What this exercise asks:
A. According to the book review, which of Forster's subjects was born first?
B. Please go on with the book review from the point where it stops.

Extract to read:

Significant Stories Told
[In the following review, Wyngaarden offers a favorable assessment of Significant Sisters.]
Illuminated in this compellingly written book [Significant Sisters] is the progression of women's rights in England and America. Forster weaves together the stories of the life work of eight extraordinary women into a satisfying whole.
The book's importance lies in telling not of how radicals have always been treated—ridiculed, abused, ostracized, isolated—but how and why these sisters persevered in the fact of such treatment and, more important, the meaning of their accomplishments.
Divided into eight sections, the book covers eight major areas of experience and includes a brief biography of a woman who effected vital change in that area, benefitting women and men of every subsequent generation.
Forster's subjects' lives span 1808 to 1966. Caroline Norton, an Englishwoman little known to an American audience, was the first born. She succeeded in dramatically changing English law as it applied to married women. And the last to die, Margaret Sanger in 1966, whose magnificent contribution was to publicly separate sex from procreation, freed women from a seemingly implacable biological imperative.

Referring-expression pointing data:
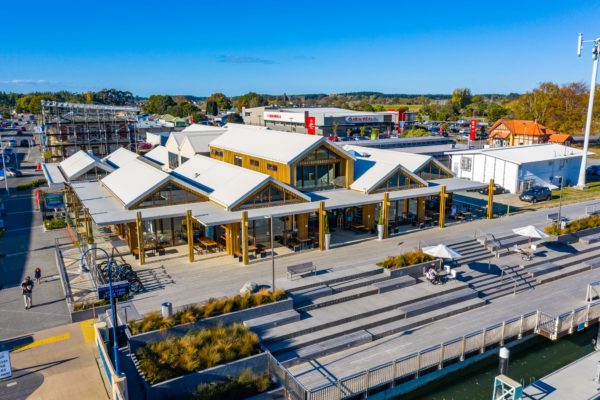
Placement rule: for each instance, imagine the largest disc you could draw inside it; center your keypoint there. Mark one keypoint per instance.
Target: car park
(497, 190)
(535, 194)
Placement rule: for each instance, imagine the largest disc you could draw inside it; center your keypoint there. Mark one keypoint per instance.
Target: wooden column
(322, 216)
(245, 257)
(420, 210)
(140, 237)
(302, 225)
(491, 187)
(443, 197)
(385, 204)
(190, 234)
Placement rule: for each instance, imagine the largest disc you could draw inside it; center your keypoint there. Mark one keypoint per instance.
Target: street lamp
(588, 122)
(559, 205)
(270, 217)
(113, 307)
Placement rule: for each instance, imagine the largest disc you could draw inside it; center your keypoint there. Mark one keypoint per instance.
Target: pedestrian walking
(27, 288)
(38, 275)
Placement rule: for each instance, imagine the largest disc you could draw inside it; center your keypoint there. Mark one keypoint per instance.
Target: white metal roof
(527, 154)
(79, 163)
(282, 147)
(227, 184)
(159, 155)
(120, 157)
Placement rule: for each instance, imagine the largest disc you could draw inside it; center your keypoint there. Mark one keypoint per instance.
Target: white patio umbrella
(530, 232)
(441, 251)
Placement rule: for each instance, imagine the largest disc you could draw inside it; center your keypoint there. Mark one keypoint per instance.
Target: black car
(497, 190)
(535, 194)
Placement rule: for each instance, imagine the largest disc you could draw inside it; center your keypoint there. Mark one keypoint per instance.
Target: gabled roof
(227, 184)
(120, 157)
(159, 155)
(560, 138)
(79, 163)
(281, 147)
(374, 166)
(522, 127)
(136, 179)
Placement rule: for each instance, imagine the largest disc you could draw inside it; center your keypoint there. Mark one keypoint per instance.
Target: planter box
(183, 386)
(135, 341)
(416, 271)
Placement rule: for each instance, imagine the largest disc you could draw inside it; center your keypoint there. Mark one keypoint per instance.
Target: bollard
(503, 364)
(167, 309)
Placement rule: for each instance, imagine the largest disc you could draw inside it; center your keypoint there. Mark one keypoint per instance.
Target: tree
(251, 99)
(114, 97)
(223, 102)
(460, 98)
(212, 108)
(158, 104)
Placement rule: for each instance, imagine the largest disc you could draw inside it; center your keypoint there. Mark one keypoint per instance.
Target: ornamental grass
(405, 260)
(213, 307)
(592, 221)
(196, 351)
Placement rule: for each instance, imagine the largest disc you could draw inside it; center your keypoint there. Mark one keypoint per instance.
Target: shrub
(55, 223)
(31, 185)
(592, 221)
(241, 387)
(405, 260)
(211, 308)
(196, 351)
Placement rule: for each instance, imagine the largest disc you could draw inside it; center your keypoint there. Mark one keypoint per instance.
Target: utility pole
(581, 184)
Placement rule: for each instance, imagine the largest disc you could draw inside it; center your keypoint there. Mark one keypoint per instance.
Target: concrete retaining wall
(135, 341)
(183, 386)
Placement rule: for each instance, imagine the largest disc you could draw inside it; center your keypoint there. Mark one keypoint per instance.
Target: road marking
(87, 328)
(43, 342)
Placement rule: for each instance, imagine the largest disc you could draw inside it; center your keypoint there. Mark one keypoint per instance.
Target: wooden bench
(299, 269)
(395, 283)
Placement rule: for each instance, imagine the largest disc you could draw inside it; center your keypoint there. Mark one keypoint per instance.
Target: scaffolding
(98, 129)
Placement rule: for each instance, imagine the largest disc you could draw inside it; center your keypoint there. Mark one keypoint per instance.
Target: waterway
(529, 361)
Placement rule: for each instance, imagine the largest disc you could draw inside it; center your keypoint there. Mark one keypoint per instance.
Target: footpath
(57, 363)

...

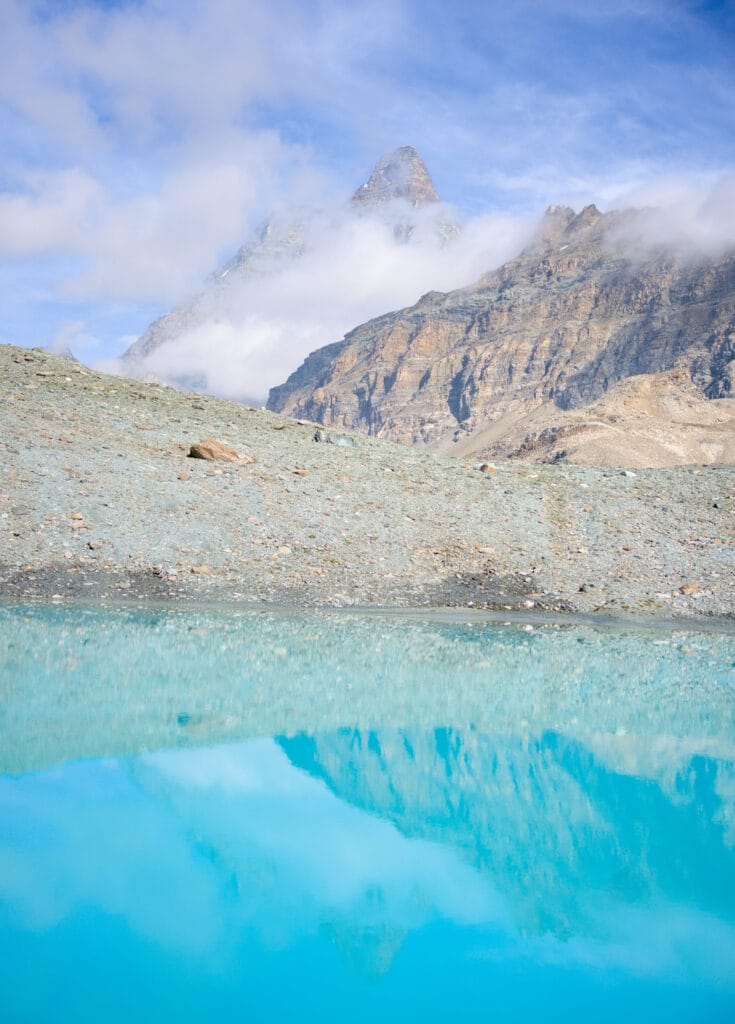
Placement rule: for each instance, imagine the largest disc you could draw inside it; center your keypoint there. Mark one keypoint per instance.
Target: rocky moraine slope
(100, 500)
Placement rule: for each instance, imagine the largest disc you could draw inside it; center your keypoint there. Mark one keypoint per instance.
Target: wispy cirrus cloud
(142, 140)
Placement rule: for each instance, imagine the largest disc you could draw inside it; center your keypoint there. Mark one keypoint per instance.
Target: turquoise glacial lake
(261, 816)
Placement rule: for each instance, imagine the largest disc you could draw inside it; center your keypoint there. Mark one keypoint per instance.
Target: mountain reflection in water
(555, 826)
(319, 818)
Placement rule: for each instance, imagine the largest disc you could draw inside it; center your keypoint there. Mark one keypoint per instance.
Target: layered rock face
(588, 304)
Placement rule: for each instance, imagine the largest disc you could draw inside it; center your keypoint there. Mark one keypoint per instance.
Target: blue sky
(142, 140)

Exercise answers:
A. Caroline Norton, an Englishwoman, was the first born.

B.
In between, the author considers Elizabeth Blackwell's life and its impact on the professions; Florence Nightingale and employment; Emily Davies and education; Josephine Butler and sexual morality; Elizabeth Cady Stanton (whose BBC Hulton Picture Library photograph is the first this reviewer has seen which conveys Stanton's joy of life, intelligence and comeliness) and politics; Emma Goldman and ideology.
This well-written, lively book will be enjoyed even by those already familiar with the lives of the subjects. It could admirably serve as the text of a Women's History introductory course.
An interesting chart in the back of the book, applicable only to Great Britain, shows feminist progress in the context of general changes. Forster states that a comparable chart of American progress is not possible because of the varying developments from state to state. Sounds like 50 terrific research projects for students across the country.